Without altering anything, output the material below.
----------
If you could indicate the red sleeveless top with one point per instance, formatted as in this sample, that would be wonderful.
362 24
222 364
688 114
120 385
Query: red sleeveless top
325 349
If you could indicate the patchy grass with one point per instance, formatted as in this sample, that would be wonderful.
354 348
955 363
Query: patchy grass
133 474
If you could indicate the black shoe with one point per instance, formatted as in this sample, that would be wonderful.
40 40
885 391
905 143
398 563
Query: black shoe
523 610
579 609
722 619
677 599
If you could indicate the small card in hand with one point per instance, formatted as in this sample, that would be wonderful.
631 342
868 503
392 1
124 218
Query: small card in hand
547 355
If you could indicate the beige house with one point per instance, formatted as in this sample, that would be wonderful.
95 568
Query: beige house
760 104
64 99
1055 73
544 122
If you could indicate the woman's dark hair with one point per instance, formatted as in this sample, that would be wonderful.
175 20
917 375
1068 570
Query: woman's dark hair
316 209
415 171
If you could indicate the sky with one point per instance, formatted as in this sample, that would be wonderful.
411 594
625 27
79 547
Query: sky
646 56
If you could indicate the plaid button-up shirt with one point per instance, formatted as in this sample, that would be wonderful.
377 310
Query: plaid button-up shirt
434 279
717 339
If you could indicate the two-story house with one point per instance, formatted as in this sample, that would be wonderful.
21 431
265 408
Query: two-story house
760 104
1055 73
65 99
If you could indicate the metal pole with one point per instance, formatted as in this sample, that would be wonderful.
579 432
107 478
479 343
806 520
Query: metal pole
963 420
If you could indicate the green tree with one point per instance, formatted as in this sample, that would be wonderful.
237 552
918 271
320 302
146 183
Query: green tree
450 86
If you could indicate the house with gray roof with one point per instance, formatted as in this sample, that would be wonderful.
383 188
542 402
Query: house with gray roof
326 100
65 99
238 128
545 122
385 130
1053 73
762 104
----------
COMPLETED EXERCISE:
If you could indicate the red sleeveless top with one point per instance, formatted as in this sample, that would be wonderful.
362 24
222 364
688 114
120 385
Query: red sleeveless top
325 349
If you could indicate the patchy grass with one point per instance, formatted as in this sample, that would be wonderful.
354 348
955 363
Query: patchy grass
133 474
If you could indicate the black shoe with one point per instance, formatted as in this sample, that would be wonderful.
40 40
885 391
905 143
398 563
Query: black shoe
523 610
579 609
722 619
677 599
If you could indicate the small card in hand with one point per instance, formatted as in this sample, that would be wonderful.
631 342
868 503
392 1
124 218
Query: small card in hand
547 355
If you could indicate the beige house with one point per instance, formatted as in this sample, that would be wonderful.
95 568
Query: beige house
760 104
64 99
1055 73
544 122
If you could indicate the woman's dark hair with one point per instance, formatted as in this sample, that would be wonderful.
175 20
917 375
1068 570
Query: woman's dark hair
316 209
415 171
If you could indicate the sky with one point per instance, formatted as in this sample, that would be wonderful.
411 594
625 27
79 547
Query: sky
646 56
If you could indicate the plaid button-up shirt with one point per instance, formatted as in this sample, that would be wonderful.
377 310
Query: plaid button-up shirt
434 279
717 339
If you could indicate the two-story house with one point per instance, formatted as in this sample, that would be wonderful.
21 431
265 408
Query: two-story house
760 104
1055 73
65 99
If you could indicate the metal pole with one point per instance, formatted as in this sample, that would be wonderful.
579 432
107 478
479 343
806 520
Query: metal pole
963 420
If you could indicate the green tree with one point per instance, formatted as in this sample, that would be wonderful.
237 552
918 271
320 302
146 183
Query: green tree
450 86
If you could indicate the house with gray roof with one point per instance, formatted as in this sample, that would be wonderful.
383 188
542 402
Query: house with gray roof
326 100
65 99
238 128
545 122
385 130
1053 73
762 104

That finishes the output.